*Information shown*.
<<<<
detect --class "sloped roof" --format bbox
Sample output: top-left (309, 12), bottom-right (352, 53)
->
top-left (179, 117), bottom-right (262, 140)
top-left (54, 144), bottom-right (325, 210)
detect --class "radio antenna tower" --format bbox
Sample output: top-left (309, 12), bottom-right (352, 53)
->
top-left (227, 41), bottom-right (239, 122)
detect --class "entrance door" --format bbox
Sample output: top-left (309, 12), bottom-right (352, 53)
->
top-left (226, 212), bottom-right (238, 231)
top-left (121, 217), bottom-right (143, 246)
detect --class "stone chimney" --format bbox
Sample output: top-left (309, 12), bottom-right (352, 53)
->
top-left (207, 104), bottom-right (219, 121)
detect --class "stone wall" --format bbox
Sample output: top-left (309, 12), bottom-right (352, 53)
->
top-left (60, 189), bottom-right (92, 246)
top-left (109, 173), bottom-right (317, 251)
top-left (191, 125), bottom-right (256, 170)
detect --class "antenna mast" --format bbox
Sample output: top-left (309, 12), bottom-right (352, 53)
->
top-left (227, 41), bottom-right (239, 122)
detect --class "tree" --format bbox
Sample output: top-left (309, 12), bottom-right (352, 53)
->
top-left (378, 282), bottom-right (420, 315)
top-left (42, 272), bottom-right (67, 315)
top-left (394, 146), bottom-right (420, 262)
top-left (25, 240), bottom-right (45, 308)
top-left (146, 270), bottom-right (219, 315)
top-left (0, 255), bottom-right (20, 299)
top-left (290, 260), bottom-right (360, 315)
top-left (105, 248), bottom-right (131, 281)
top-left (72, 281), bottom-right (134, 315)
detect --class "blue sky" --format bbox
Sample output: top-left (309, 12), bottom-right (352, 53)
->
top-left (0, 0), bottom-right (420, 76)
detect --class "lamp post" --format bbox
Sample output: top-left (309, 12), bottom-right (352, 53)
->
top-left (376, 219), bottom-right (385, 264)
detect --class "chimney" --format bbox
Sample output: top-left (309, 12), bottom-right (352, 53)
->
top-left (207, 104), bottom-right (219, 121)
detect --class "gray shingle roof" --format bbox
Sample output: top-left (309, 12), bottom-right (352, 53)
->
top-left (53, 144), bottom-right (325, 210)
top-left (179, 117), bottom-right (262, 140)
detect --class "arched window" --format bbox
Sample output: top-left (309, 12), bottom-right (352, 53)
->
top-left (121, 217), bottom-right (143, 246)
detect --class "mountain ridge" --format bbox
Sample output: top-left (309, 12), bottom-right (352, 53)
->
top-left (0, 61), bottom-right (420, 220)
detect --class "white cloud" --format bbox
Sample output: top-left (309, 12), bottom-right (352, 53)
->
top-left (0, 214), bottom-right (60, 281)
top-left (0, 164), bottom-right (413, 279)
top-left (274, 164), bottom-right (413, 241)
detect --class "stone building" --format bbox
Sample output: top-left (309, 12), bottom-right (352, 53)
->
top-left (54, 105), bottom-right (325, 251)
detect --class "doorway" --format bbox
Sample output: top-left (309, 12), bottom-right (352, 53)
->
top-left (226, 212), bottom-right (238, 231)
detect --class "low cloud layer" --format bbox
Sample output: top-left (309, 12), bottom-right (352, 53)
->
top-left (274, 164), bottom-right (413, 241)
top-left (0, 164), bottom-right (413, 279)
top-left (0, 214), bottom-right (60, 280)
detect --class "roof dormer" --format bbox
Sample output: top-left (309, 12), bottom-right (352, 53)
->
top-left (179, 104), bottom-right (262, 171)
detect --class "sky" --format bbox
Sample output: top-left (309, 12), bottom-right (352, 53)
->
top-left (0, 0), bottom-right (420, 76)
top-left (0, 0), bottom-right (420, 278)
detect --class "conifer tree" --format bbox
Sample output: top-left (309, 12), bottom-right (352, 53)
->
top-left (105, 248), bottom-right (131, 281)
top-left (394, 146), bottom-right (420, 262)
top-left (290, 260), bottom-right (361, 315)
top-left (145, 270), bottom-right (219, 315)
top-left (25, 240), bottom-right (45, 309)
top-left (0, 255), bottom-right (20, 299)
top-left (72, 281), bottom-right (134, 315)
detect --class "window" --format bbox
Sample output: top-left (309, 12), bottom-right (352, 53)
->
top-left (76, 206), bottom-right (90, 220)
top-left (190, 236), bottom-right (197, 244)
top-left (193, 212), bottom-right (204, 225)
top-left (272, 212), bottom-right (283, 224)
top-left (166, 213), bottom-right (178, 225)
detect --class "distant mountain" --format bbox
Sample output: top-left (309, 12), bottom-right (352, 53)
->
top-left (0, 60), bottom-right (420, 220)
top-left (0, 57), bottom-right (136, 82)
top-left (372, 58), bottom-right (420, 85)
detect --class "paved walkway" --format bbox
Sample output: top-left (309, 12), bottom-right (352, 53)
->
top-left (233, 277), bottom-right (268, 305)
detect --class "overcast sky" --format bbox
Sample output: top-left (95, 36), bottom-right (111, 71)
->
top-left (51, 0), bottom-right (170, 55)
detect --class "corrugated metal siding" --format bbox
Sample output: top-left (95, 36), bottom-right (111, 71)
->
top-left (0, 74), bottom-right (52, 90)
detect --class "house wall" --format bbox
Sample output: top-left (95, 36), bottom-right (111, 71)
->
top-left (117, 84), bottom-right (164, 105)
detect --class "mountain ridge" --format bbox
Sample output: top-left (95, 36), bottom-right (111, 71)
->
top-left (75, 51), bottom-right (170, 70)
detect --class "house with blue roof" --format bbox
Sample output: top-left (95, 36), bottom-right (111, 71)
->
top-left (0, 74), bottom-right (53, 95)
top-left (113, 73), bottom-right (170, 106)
>>>>
*Task instructions*.
Please filter the records above and copy out each line that contains the word "house".

*Exercise output*.
detect --class "house wall" --format bbox
detect --class "house with blue roof" --format bbox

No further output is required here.